> **Problem to solve**: Transcribe the lines character for character, from the first line through the line containing "493], [502, 487]]]", with both ends included.

> **Working data**:
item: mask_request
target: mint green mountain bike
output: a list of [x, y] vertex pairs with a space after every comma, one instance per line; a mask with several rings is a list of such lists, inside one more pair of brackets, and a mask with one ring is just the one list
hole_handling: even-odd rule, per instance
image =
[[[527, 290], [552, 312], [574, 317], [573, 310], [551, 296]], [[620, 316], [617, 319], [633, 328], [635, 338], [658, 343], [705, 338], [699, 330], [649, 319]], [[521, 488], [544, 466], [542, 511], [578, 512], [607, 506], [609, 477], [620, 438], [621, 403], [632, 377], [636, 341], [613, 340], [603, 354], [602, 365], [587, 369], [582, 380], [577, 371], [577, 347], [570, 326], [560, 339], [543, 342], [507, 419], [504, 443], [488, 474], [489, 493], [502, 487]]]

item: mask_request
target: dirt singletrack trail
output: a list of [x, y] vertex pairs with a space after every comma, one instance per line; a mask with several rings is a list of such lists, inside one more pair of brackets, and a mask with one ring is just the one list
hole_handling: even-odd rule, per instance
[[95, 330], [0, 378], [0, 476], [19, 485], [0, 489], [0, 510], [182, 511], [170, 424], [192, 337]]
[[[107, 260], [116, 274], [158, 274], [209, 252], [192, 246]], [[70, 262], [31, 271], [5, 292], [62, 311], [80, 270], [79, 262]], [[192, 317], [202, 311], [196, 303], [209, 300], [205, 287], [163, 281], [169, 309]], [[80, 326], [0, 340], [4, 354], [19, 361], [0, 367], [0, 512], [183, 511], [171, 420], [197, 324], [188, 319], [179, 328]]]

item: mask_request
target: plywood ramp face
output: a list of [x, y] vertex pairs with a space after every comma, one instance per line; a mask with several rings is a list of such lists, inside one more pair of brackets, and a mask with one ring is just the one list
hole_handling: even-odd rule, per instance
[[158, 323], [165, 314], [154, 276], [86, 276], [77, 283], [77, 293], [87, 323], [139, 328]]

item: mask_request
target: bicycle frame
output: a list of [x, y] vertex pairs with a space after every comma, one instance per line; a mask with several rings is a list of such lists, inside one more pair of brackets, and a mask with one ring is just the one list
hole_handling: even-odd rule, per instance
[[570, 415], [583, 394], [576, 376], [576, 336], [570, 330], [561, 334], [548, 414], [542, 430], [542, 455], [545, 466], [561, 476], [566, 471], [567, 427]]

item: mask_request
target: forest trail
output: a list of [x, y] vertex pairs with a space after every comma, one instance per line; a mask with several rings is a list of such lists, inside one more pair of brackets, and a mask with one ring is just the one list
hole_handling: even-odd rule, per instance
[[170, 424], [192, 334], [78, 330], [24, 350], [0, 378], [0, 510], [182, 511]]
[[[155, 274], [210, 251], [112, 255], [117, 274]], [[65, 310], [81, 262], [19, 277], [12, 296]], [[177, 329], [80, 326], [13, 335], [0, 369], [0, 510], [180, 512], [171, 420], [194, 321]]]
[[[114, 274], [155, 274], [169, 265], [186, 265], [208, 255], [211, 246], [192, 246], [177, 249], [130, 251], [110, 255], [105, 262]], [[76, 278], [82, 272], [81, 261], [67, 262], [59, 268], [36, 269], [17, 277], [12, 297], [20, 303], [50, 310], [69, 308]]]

> **Written answer**:
item: mask_request
target: mint green mountain bike
output: a list of [x, y] vertex pairs with a space after every comma, one instance per line; a mask with several rings is a list of such lists, inside one more pair of brackets, and a mask with one ring is just the one list
hole_handling: even-odd rule, per instance
image =
[[[527, 290], [552, 312], [574, 317], [573, 310], [551, 296]], [[620, 316], [617, 319], [633, 328], [635, 338], [658, 343], [705, 338], [699, 330], [649, 319]], [[521, 488], [544, 466], [542, 511], [578, 512], [607, 506], [609, 477], [620, 438], [621, 403], [632, 377], [636, 341], [613, 340], [603, 354], [602, 365], [587, 369], [582, 380], [577, 371], [577, 347], [570, 326], [560, 339], [543, 342], [507, 419], [504, 443], [488, 474], [489, 493], [502, 487]]]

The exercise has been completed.